▶ What needs to be done: Reproduce without alteration the lines of the records from the one containing "t-shirt in the histology slide image provided." through the one containing "[10,112,38,147]", inclusive.

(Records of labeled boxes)
####################

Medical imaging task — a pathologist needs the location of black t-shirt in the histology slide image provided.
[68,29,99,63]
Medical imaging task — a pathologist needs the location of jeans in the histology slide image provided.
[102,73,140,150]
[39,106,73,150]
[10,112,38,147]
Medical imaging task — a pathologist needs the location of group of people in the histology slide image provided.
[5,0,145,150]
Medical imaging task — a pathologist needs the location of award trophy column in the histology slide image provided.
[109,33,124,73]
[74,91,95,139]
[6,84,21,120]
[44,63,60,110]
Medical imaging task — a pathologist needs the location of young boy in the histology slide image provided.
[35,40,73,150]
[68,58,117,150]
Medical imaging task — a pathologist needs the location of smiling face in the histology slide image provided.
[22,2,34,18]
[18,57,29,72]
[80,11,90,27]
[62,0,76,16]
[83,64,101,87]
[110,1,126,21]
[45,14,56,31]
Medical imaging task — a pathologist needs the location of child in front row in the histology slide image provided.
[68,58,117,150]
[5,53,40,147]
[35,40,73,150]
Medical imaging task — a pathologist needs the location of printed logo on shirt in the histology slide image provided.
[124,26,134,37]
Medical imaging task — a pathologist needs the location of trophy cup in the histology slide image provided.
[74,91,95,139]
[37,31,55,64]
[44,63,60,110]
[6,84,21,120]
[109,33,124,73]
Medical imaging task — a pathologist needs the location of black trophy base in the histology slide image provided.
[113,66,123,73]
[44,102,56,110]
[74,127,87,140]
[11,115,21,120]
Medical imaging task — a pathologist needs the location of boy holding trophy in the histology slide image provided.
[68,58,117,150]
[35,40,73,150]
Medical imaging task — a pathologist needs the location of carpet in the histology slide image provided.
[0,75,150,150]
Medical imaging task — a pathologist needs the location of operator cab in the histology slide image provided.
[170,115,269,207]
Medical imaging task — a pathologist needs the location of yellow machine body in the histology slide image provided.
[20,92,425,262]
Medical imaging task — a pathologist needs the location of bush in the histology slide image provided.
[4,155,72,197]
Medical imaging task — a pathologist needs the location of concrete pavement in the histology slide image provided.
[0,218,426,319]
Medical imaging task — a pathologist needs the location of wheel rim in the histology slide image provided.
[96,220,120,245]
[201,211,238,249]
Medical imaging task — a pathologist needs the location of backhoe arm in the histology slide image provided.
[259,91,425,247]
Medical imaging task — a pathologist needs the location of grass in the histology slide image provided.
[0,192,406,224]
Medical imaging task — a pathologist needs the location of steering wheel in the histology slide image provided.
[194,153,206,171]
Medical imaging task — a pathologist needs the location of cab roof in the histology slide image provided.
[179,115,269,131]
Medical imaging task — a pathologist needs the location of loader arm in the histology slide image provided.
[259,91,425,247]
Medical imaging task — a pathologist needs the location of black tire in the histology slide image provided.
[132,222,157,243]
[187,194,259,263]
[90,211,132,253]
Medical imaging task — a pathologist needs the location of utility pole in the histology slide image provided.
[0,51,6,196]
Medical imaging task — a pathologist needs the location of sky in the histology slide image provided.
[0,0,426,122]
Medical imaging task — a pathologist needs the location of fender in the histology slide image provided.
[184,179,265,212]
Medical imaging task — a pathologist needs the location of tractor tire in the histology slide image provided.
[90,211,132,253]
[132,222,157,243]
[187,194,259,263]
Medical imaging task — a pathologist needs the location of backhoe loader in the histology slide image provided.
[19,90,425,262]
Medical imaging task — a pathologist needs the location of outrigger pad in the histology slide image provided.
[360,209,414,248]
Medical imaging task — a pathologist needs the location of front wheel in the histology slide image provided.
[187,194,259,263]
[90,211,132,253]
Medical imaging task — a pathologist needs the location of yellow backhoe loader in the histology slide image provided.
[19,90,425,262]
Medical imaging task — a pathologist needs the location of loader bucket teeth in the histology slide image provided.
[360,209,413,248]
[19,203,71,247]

####################

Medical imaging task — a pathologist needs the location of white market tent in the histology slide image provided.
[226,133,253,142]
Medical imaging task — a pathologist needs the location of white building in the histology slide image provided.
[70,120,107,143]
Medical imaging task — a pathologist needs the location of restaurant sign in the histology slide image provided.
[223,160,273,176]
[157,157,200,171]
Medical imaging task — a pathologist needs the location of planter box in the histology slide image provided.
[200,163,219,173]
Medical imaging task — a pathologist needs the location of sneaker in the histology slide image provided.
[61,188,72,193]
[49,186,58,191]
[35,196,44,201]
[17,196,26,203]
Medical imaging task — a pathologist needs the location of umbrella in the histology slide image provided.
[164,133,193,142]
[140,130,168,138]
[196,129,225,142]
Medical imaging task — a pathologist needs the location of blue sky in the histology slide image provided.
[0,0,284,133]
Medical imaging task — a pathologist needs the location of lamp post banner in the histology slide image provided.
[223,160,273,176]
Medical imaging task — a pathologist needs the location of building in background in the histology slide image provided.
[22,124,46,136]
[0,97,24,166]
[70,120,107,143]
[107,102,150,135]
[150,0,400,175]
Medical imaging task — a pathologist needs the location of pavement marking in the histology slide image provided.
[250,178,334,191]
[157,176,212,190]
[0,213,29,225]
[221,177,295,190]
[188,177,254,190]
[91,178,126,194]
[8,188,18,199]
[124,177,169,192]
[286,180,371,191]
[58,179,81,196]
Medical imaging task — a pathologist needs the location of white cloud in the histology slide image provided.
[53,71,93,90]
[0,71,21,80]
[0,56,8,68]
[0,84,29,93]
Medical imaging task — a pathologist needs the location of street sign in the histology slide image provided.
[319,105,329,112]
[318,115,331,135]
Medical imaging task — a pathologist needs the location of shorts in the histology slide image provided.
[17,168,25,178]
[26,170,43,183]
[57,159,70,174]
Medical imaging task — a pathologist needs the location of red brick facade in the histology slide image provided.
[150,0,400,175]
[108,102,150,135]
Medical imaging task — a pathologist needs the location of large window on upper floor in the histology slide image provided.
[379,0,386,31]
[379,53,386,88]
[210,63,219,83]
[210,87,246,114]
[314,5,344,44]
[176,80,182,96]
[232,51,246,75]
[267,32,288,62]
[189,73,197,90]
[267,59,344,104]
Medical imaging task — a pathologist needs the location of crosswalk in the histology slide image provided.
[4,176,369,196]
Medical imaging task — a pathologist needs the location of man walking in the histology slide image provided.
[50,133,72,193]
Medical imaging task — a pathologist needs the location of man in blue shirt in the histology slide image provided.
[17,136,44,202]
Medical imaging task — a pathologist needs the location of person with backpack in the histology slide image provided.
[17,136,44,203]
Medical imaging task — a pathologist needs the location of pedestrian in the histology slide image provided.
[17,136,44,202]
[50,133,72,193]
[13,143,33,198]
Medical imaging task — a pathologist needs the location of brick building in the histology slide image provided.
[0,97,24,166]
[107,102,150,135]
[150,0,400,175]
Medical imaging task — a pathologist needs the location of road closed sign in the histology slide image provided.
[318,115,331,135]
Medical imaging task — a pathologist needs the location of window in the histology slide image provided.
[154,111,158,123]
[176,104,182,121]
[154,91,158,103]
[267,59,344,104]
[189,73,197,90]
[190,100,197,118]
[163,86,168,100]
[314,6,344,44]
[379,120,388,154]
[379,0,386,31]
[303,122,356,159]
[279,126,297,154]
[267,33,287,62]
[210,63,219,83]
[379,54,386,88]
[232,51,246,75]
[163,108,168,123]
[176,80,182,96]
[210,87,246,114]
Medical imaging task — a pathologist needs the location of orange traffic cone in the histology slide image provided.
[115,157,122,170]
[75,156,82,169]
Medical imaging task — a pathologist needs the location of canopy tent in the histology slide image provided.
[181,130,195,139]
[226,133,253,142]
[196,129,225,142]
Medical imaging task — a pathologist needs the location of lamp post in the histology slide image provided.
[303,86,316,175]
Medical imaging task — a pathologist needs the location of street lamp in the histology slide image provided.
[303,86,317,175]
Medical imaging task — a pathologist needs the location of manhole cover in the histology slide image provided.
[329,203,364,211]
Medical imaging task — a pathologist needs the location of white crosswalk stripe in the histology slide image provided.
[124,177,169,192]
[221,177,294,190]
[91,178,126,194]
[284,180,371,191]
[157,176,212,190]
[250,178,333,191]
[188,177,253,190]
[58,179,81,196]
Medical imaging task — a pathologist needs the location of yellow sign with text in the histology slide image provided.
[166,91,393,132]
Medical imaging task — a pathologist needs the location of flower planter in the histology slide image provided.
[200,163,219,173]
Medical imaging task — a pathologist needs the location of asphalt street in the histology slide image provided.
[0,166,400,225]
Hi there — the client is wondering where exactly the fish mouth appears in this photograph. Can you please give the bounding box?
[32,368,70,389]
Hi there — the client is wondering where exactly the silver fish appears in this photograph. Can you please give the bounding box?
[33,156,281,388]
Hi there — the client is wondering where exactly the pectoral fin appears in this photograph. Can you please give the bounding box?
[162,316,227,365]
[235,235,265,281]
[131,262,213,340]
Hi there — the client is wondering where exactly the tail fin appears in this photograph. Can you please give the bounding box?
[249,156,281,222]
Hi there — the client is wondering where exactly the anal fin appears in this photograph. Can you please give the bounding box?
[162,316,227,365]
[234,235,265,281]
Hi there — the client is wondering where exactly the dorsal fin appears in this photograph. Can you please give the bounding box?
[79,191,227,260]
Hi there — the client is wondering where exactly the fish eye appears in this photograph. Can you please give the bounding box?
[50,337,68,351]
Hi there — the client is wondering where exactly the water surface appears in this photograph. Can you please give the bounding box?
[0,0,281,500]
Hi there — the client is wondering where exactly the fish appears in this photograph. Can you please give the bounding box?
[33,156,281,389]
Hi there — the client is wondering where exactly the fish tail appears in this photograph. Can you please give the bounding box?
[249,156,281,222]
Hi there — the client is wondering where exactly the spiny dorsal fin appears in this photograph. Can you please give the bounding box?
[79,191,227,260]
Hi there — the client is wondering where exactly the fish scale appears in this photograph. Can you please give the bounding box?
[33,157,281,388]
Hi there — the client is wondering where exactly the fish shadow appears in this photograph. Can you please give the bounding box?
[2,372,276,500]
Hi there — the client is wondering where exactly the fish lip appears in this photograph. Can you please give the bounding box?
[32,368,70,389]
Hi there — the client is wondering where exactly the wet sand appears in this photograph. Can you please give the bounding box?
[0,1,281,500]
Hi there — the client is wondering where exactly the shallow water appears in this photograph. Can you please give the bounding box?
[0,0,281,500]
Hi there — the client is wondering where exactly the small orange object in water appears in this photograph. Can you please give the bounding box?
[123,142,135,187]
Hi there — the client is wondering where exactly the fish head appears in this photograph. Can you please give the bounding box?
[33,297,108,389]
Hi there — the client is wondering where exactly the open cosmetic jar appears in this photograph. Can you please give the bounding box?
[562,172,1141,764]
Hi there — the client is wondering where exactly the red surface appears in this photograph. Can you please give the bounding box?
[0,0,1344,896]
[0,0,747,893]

####################

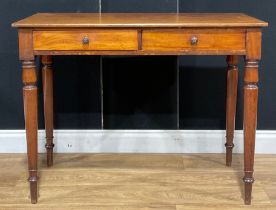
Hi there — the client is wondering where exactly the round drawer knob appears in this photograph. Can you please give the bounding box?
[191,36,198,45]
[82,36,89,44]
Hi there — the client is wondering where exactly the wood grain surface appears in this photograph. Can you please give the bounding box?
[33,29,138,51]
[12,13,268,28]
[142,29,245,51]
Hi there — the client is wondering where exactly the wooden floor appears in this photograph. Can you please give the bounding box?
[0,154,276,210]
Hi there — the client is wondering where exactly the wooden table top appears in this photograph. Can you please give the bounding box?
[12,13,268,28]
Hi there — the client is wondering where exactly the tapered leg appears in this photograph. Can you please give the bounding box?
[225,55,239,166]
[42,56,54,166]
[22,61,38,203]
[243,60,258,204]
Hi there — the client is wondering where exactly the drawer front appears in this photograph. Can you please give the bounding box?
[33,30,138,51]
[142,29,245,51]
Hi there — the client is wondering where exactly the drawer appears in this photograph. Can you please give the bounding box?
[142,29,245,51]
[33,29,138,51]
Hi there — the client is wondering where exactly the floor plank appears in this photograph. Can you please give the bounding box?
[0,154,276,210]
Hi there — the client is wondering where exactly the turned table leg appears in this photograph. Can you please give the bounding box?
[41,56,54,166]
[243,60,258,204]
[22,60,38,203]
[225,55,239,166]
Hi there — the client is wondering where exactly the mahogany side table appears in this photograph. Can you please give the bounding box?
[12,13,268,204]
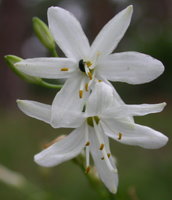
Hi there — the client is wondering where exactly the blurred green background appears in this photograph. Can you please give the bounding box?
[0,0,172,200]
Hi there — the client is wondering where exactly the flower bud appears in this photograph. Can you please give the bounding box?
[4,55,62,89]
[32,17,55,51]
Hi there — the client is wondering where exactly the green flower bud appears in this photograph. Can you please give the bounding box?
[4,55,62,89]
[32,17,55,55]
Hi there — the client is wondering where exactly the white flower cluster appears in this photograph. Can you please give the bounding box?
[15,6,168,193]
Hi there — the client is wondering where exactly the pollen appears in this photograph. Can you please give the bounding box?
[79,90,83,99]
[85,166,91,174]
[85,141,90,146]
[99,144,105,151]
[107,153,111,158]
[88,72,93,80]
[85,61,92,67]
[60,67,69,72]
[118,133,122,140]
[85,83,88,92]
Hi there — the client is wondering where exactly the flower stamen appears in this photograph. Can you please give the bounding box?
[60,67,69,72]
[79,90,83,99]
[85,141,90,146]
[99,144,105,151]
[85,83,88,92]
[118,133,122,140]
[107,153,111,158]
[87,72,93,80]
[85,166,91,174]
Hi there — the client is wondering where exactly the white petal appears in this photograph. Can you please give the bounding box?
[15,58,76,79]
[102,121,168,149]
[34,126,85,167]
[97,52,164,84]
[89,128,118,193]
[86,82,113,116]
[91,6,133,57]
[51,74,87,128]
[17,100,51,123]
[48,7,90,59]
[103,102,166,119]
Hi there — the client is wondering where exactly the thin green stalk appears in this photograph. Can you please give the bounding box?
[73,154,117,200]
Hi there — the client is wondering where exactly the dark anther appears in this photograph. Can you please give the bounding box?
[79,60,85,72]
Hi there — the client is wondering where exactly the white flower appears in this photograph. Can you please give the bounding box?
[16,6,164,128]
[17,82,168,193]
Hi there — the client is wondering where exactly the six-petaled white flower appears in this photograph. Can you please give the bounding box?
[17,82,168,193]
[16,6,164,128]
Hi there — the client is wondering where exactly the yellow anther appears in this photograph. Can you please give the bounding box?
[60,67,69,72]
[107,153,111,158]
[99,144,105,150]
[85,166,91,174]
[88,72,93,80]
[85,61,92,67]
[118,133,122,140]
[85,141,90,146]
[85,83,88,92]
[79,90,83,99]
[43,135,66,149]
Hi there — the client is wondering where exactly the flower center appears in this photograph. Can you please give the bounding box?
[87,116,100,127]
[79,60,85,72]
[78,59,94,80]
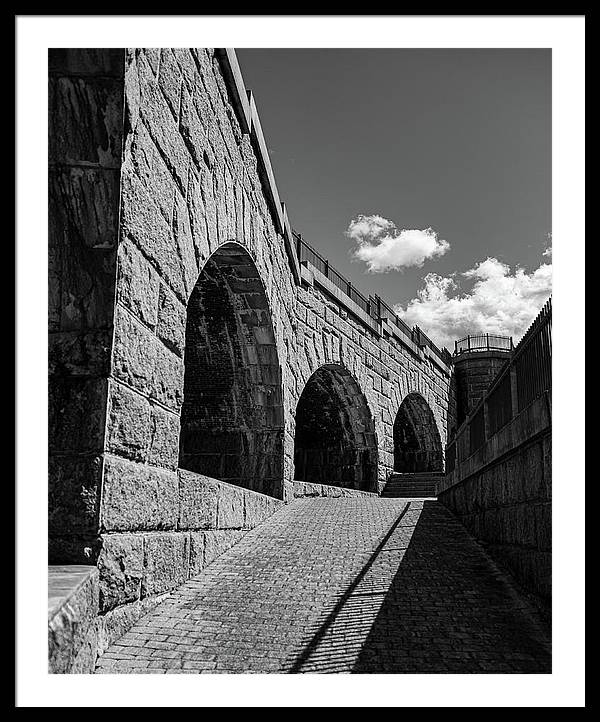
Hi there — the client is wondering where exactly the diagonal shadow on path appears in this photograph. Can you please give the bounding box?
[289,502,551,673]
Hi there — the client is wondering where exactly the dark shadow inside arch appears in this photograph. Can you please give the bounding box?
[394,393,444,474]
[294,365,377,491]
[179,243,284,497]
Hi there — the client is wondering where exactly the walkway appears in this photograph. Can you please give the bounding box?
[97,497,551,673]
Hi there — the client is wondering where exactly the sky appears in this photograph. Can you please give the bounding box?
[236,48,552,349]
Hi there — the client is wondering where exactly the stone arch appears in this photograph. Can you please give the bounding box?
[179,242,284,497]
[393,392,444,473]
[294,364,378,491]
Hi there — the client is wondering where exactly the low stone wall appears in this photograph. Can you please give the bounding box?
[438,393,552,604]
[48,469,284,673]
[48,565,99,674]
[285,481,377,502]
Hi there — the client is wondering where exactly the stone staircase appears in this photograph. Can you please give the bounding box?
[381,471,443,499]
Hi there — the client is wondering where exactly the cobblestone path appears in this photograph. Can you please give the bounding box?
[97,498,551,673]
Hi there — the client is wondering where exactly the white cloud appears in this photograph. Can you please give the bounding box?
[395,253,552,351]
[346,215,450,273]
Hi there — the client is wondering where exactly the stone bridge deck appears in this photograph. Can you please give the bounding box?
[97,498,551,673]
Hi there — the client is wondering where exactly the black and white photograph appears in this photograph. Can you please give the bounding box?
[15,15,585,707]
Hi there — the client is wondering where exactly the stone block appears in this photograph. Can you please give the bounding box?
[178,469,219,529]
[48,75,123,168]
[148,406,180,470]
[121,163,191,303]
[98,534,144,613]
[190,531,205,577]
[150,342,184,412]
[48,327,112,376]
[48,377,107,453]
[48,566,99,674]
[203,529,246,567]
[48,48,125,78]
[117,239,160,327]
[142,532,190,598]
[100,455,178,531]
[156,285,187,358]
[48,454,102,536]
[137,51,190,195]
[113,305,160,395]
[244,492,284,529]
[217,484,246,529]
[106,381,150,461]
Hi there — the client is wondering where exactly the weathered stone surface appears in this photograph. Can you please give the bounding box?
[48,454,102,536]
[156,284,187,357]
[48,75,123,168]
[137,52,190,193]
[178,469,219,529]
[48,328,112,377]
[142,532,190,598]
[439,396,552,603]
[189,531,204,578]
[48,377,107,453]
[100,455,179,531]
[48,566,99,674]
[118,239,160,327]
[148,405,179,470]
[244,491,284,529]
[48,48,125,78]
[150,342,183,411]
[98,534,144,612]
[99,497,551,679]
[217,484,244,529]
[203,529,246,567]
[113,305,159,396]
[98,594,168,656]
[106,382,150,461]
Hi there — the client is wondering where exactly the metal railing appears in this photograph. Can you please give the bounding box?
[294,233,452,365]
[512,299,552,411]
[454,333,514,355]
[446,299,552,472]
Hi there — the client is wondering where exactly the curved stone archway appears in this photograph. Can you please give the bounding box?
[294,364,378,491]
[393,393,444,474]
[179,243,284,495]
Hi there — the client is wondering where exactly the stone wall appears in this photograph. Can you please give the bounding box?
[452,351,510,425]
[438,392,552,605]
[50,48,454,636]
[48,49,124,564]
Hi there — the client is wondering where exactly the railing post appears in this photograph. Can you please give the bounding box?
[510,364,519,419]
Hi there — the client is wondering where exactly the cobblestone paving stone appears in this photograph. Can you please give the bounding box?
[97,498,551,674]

####################

▶ Result of the exercise:
Medical imaging task — a pathologist needs the location of black t-shirt in the histology slide image provided.
[68,29,99,63]
Medical imaging task — a pathologist needs the location of jeans in the histology slide image provided.
[102,73,140,150]
[39,106,73,150]
[10,112,38,147]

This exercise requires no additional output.